- **ZITIERTER TEXT**
Süddeutsche Zeitung

Überschwemmungen in Nordengland:"Der Untergang"

Die Briten reden gerne über schlechtes Wetter, sie erleben es oft genug. Doch die aktuellen Überschwemmungen sorgen für ein Chaos ungekannten Ausmaßes. Und der nächste Sturm naht schon.

Von Christian Zaschke, London

Es wird zum gewohnten Bild im britischen Winter: Politiker waten in meist nagelneuen Gummistiefeln durch überflutete Städte, deren Straßen zu Flüssen geworden sind. An diesem Montag war es Premierminister David Cameron, der sich ein Bild von den aktuellen Überschwemmungen im Norden des Landes machte und möglichst vielen Helfern die Hände schüttelte. Es ist ein ebenso altes wie wahres Klischee, dass in Großbritannien gerne übers Wetter gesprochen wird, meist mit ein wenig augenzwinkernder Übertreibung - aus leichtem Schneefall wird dann in Gesprächen im Pub und auch in den Nachrichten rasch ein Schneechaos ungekannten Ausmaßes. Nun aber, da die Überflutungen tatsächlich Chaos verursachen, gibt es auf der Insel nur noch ein Thema. Der Independent erschien am Montag mit der Schlagzeile: "Der Untergang Nordenglands".

- **VORLIEGENDE EINTRÄGE**

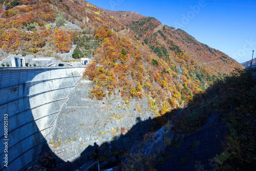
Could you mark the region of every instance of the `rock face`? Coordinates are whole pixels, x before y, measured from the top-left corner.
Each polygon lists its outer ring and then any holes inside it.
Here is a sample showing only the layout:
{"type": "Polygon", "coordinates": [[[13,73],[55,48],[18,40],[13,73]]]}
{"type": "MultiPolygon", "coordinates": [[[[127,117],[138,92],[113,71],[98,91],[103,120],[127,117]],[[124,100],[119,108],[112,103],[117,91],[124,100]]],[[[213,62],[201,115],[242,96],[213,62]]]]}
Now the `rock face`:
{"type": "Polygon", "coordinates": [[[76,49],[76,45],[72,45],[72,48],[67,53],[57,53],[55,52],[53,52],[53,56],[59,56],[61,57],[63,60],[72,60],[74,58],[72,57],[72,54],[74,52],[74,50],[76,49]]]}

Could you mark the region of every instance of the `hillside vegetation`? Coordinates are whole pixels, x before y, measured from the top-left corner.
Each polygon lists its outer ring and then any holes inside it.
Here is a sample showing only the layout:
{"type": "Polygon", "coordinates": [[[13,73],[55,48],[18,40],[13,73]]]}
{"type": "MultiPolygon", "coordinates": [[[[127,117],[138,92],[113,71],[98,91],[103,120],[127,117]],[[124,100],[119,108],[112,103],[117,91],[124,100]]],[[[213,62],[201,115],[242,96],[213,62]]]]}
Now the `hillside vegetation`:
{"type": "MultiPolygon", "coordinates": [[[[218,105],[230,130],[226,144],[233,148],[225,152],[228,157],[221,167],[254,160],[254,149],[250,149],[254,138],[246,134],[254,123],[250,111],[255,111],[250,102],[255,97],[249,93],[255,92],[251,84],[255,80],[223,52],[154,17],[111,11],[85,1],[3,0],[0,5],[1,59],[11,54],[53,56],[53,52],[68,52],[76,45],[72,57],[92,61],[84,75],[93,82],[91,98],[119,95],[129,104],[131,98],[145,97],[159,120],[166,112],[189,102],[196,108],[206,103],[218,105]],[[238,72],[224,79],[236,68],[238,72]],[[199,95],[194,97],[196,94],[199,95]],[[246,150],[236,149],[238,143],[246,150]]],[[[190,122],[181,118],[177,125],[198,130],[206,119],[203,115],[190,122]]]]}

- **ANFORDERUNGEN**
Schreibe aus dem Artikel über die Überschwemmungen in Nordengland den Abschnitt zwischen „Die Briten reden“ und „Sturm naht schon.“ wortgetreu ab, beide Stellen eingeschlossen.

- **VOLLSTÄNDIGE ANTWORT**
Die Briten reden gerne über schlechtes Wetter, sie erleben es oft genug. Doch die aktuellen Überschwemmungen sorgen für ein Chaos ungekannten Ausmaßes. Und der nächste Sturm naht schon.